KANSAS CITY, MO – Having assured his football-loving friends that not even a pandemic could stand in the way of them all watching the big game together, Luis Robertson—a tech-incompetent Chiefs fan—bribed his 5-year-old son to help him orchestrate his Zoom Super Bowl party.
“I figured out how to use the Roku after a couple months, so I’m not that helpless. I mean, everyone uses Zoom, how hard could it be?” wondered Luis, just moments before inadvertently opening Minesweeper and then accidentally downloading several computer viruses while trying to send a Zoom invite to the football fanatics in his party. It was at that point Luis turned to his son, Michael, who’s just five years old but knows computers better than his parents and had even recently taught his mom and dad how to sign into their emails.
While at first Luis’s offer consisted solely of a crisp $10 bill, his son cleverly realized that his father was at risk of losing Super Bowl party hosting duties to his tech-savvier friend John, who offered to set up a Zoom room of his own. Without much leverage, Luis was convinced by his son to bump the offer up to $20, plus permission to stay up and watch the whole game and also no chores for a week.

» **RECORDS**:
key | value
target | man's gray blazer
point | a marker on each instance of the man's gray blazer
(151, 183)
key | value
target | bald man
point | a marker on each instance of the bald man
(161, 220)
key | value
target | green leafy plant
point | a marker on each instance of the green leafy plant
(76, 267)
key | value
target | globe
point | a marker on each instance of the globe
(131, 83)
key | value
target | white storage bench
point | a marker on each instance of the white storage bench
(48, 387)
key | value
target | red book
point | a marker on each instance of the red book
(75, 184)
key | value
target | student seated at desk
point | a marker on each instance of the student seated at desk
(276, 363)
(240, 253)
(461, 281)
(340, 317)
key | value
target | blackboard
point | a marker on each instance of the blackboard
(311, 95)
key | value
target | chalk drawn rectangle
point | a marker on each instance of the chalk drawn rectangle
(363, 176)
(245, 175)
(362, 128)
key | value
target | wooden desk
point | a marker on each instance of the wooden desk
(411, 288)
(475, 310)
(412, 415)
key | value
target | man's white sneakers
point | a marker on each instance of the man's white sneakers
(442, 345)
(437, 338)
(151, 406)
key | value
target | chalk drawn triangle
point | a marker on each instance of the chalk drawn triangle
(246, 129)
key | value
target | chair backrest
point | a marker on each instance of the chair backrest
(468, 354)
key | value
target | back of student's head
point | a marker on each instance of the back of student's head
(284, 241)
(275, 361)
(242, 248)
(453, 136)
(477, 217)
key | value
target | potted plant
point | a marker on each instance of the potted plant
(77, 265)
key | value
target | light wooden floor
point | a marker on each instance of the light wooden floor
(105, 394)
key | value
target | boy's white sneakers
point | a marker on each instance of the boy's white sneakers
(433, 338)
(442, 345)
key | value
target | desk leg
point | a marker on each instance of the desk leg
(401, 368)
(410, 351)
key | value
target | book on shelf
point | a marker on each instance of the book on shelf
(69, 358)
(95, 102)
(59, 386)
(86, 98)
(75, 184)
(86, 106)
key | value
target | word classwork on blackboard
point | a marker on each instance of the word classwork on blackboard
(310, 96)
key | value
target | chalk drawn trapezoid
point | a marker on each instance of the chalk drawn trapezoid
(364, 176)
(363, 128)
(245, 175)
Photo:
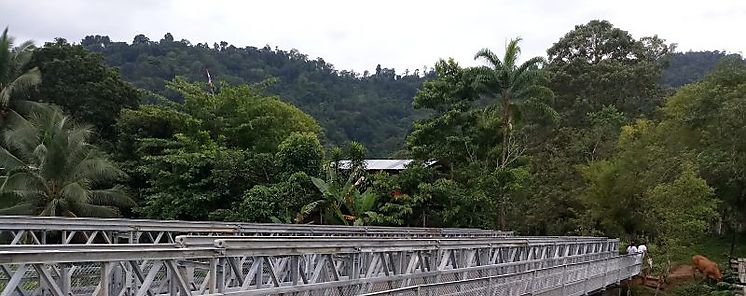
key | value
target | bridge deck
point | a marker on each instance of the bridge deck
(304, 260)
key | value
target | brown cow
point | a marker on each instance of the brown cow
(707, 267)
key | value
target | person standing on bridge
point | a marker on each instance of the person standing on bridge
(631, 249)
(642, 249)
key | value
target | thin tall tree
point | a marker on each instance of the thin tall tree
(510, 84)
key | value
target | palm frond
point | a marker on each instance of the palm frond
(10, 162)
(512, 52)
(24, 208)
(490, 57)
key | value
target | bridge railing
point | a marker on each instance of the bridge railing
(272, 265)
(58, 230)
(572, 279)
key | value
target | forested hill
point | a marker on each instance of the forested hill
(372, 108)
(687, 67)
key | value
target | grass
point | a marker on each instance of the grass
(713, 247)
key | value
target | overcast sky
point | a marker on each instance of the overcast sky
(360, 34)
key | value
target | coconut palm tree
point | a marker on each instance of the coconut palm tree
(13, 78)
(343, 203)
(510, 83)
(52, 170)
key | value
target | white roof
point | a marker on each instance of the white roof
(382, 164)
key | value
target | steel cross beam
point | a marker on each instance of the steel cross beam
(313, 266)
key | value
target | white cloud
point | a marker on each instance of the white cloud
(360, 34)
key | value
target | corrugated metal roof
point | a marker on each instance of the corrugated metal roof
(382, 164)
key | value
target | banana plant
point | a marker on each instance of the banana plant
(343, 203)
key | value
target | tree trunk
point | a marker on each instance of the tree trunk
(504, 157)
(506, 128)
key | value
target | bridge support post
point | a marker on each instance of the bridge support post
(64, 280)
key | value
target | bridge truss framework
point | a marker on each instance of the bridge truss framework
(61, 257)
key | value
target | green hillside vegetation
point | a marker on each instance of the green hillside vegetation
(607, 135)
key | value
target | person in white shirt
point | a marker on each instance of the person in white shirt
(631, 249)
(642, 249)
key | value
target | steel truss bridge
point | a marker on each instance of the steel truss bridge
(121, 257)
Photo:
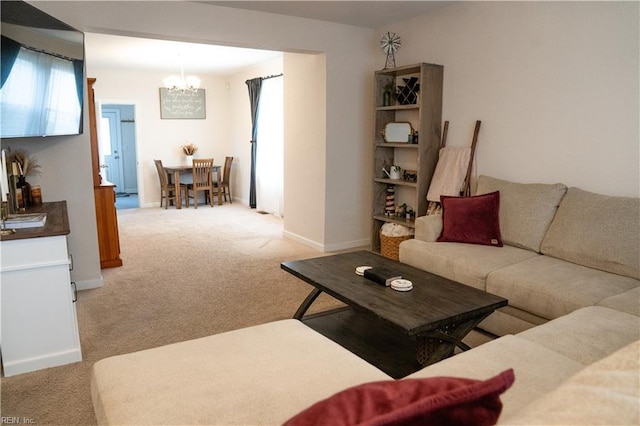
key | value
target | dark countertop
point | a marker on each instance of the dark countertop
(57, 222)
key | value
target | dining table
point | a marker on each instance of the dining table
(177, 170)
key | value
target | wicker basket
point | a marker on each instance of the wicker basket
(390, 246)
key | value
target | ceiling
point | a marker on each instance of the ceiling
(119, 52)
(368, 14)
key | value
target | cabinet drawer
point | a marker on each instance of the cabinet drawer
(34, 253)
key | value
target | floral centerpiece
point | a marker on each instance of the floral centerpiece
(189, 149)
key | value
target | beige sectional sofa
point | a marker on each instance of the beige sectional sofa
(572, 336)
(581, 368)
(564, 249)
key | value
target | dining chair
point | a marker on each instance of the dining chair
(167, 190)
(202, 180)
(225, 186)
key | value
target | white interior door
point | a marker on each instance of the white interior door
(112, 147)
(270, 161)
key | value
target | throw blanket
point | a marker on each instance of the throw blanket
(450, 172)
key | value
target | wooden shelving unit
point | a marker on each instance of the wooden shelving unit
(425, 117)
==
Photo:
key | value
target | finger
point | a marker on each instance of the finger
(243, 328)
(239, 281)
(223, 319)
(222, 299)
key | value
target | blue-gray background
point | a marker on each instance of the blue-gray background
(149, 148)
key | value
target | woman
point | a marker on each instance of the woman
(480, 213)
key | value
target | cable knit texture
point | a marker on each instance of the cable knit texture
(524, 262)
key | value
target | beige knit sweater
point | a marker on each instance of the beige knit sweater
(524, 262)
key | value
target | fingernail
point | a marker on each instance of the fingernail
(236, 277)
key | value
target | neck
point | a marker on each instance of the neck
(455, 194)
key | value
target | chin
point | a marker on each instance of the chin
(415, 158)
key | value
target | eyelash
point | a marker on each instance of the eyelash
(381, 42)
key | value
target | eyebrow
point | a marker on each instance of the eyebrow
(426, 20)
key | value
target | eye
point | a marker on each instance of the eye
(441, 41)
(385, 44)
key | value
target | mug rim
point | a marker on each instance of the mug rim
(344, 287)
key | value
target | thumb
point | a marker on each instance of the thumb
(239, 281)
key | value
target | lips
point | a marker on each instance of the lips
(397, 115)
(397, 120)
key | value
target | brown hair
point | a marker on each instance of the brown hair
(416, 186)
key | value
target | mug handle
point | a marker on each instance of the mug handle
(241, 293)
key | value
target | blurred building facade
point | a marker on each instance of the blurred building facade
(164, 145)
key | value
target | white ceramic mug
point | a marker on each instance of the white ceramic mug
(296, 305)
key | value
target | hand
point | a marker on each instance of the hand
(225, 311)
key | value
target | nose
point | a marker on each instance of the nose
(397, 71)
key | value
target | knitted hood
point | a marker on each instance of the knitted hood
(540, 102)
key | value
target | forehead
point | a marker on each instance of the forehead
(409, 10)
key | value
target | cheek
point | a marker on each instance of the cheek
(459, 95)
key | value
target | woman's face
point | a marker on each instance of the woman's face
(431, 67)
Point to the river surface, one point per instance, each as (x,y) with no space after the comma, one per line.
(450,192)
* * *
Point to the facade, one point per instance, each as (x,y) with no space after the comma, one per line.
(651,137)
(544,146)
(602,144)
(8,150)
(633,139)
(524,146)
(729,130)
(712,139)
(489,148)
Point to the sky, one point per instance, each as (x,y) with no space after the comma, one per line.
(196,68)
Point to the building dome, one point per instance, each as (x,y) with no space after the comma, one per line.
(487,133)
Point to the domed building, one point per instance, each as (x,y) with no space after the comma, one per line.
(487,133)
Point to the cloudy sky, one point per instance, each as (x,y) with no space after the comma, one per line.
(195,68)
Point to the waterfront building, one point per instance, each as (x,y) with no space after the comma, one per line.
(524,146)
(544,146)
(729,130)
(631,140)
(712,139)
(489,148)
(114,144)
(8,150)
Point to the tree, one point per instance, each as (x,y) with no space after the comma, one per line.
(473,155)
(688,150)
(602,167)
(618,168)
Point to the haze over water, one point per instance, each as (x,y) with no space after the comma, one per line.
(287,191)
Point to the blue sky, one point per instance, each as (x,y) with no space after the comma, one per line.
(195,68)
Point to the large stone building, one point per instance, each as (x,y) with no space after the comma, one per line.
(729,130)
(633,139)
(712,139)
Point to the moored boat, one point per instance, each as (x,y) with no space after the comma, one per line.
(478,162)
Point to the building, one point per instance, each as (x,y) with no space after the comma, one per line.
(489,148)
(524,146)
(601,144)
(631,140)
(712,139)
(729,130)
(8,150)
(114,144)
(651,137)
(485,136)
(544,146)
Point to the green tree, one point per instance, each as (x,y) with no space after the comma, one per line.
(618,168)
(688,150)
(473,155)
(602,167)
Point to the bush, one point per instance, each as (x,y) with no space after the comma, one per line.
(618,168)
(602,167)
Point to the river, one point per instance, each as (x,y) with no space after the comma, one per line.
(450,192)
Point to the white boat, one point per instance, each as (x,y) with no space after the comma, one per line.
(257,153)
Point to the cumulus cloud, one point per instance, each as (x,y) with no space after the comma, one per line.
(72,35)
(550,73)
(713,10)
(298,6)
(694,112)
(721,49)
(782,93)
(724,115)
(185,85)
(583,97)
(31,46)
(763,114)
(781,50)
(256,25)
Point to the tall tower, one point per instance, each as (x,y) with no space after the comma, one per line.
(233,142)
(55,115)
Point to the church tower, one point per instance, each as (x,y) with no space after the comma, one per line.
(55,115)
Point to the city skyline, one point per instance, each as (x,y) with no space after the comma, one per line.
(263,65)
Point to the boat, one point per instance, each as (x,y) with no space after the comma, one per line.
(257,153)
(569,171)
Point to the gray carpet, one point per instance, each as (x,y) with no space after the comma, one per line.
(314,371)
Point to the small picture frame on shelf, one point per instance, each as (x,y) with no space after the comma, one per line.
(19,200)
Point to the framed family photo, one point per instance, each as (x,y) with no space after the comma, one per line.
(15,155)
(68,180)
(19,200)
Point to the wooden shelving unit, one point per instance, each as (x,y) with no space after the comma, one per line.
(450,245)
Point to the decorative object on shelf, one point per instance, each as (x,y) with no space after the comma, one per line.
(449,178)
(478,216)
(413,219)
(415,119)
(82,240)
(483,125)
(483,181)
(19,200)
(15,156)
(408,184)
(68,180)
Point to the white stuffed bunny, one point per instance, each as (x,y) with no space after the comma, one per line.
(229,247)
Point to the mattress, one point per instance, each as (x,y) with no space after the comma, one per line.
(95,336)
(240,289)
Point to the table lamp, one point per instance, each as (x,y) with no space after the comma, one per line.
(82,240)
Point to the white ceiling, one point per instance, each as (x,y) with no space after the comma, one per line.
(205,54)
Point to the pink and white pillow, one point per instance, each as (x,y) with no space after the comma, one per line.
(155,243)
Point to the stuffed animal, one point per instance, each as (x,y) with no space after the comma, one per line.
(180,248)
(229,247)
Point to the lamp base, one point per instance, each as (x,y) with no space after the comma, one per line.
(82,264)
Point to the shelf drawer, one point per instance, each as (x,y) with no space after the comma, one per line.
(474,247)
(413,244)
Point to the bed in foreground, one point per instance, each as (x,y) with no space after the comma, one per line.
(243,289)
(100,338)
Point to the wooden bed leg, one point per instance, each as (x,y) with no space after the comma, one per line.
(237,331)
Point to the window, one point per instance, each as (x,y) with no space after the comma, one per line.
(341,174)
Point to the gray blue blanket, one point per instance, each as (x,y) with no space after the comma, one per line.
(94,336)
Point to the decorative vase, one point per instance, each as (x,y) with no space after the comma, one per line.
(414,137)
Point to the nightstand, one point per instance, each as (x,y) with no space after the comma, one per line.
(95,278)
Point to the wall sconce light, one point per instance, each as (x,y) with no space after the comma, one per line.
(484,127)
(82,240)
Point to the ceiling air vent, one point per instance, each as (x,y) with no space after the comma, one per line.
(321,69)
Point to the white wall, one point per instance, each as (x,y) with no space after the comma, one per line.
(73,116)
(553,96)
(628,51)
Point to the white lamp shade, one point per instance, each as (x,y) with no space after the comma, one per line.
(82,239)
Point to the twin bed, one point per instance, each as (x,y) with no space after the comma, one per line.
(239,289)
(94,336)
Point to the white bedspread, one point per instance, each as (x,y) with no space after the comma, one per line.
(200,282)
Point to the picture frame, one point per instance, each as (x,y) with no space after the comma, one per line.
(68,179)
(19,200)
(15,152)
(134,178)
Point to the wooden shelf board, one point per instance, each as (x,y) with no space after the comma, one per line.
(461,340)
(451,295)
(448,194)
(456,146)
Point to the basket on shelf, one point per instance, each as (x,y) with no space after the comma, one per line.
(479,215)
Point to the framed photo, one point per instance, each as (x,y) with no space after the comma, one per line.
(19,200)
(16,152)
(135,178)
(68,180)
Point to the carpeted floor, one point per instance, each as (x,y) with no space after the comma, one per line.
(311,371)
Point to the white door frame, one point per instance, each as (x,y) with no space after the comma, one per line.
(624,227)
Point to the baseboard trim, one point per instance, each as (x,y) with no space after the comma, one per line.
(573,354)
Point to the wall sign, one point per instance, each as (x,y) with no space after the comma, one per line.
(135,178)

» **ASSIGNMENT 1**: Copy the Super Bowl party article word for word, between "While at first" and "for a week.", inclusive.
» **ASSIGNMENT 2**: Continue the Super Bowl party article from its last sentence.

» **RESULT 1**:
While at first Luis’s offer consisted solely of a crisp $10 bill, his son cleverly realized that his father was at risk of losing Super Bowl party hosting duties to his tech-savvier friend John, who offered to set up a Zoom room of his own. Without much leverage, Luis was convinced by his son to bump the offer up to $20, plus permission to stay up and watch the whole game and also no chores for a week.

» **RESULT 2**:
“Who’s ready for some football!?” shouted Luis, not realizing that he had accidentally placed himself in a virtual waiting room so none of his friends could hear him. Despite having already conceded to his son’s demands, Luis had no choice but to toss his son another five bucks for one last bit of tech advice.
While the Zoom Super Bowl party finally got up and running, it immediately became clear that Luis hadn’t learned to use the Roku like he previously claimed, as he was having a lot of trouble streaming the game. It was only after his son came back and told him to just press the play button on the remote that Luis finally admitted he might not be the tech-savviest individual.